_Provided text_
━━━━━━━━

Regex in VIM.. simple

There are more than a gazillion ways to use regexs. I am sure they are each very useful for their own subset of problems. The sheer variety can be highly confusing and scary for a lot of people though, and you only need to use a few approaches to accomplish most text-editing tasks.

Here is a simple method for using regex in the powerful text editor VIM that will work well for common use.

Method

We are going to take the “search and delete a word” problem for an example. We want to delete all instances of the singular noun “needle” in a text file. Let’s assume there are no instances of the pluralisation “needles” in our document.

  1. Debug on.. turn some VIM options on
    :set hlsearch
    :set wrapscan
    – this will make all regex expressions possible to debug by visually showing what they match in your document (first line) and make all searches wrap around instead of just search forward from your current position, which is the default. (second line)
  2. Develop and Test.. your regex attempts by using a simple search. Here we see three attempts at solving the problem: :/needl
    :/needle
    :/<needle>
    – our third try is correct, and highlights all words that spell “needle”. The < and > markers allow you to specify the beginning and the end of a word. Play with different regexs using the simple search and watching what is highlighted, until you discover one that works for you.

  3. Run… your regex:%s/<needle>//g – once you’ve figured out a regex, run the regex on your document. This example will execute a search for the word “needle” and delete every one. If you wanted to substitute needle for another word, you would put the word in between the // marks. As we can see, there is nothing between the marks in this example, so it will replace instances of “needle” with nothing. This means it will serve to delete every instance of the word “needle”.
  4. Check things are OK… with your document :/<needle>
    :/needle
    :/needl
    – has the regex done what you want? Use the search function to see if regex has done what you wanted it to do. The above examples show different searches through the document to see if different variations remain. Any matches of these searches will highlight any problems. You can use the lower-case N(next search result) and lower-case P(previous search result) commands to navigate through any found search results. You must remember to manually look through the document and see what the regex has changed, make sure there aren’t any unwanted surprises!

━━━━━━━━

_The input_
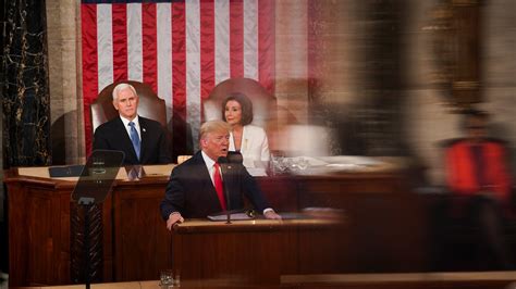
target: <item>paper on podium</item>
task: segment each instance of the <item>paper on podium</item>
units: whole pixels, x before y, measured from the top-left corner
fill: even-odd
[[[255,218],[255,216],[249,215],[246,212],[231,213],[230,217],[231,217],[231,221],[244,221],[244,219]],[[210,219],[210,221],[226,221],[228,219],[228,214],[221,213],[221,214],[217,214],[217,215],[209,215],[208,219]]]
[[[145,176],[170,176],[175,164],[144,165]]]

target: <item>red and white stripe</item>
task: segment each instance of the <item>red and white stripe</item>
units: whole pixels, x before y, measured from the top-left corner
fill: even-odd
[[[274,84],[274,0],[186,0],[82,3],[86,149],[89,105],[116,80],[148,84],[167,103],[176,152],[194,148],[201,104],[230,77]],[[106,2],[106,1],[103,1]]]

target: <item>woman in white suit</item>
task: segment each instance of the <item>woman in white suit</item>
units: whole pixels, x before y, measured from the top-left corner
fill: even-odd
[[[269,162],[269,140],[266,131],[251,125],[253,102],[241,92],[230,93],[222,102],[222,118],[232,127],[230,151],[238,151],[247,168],[263,167]]]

━━━━━━━━

_Objective A_
In the VIM regex text, condense the paragraph beginning "We are going to take" into a short bulleted list that keeps its main facts.
_Objective B_
Pull out the lines of the entries from the start of the entries through the line holding "[[[145,176],[170,176],[175,164],[144,165]]]", inclusive, and reproduce them exactly. Leave the picture out of your answer.

_Task output A_
- Example problem: search for a word and delete it.
- Goal: delete every instance of the singular noun "needle" in a text file.
- Assumption: the document contains no instances of the plural "needles".

_Task output B_
target: <item>paper on podium</item>
task: segment each instance of the <item>paper on podium</item>
units: whole pixels, x before y, measured from the top-left corner
fill: even-odd
[[[255,218],[255,216],[249,215],[246,212],[231,213],[230,217],[231,217],[231,221],[244,221],[244,219]],[[210,219],[210,221],[226,221],[228,219],[228,214],[221,213],[221,214],[217,214],[217,215],[209,215],[208,219]]]
[[[145,176],[170,176],[175,164],[144,165]]]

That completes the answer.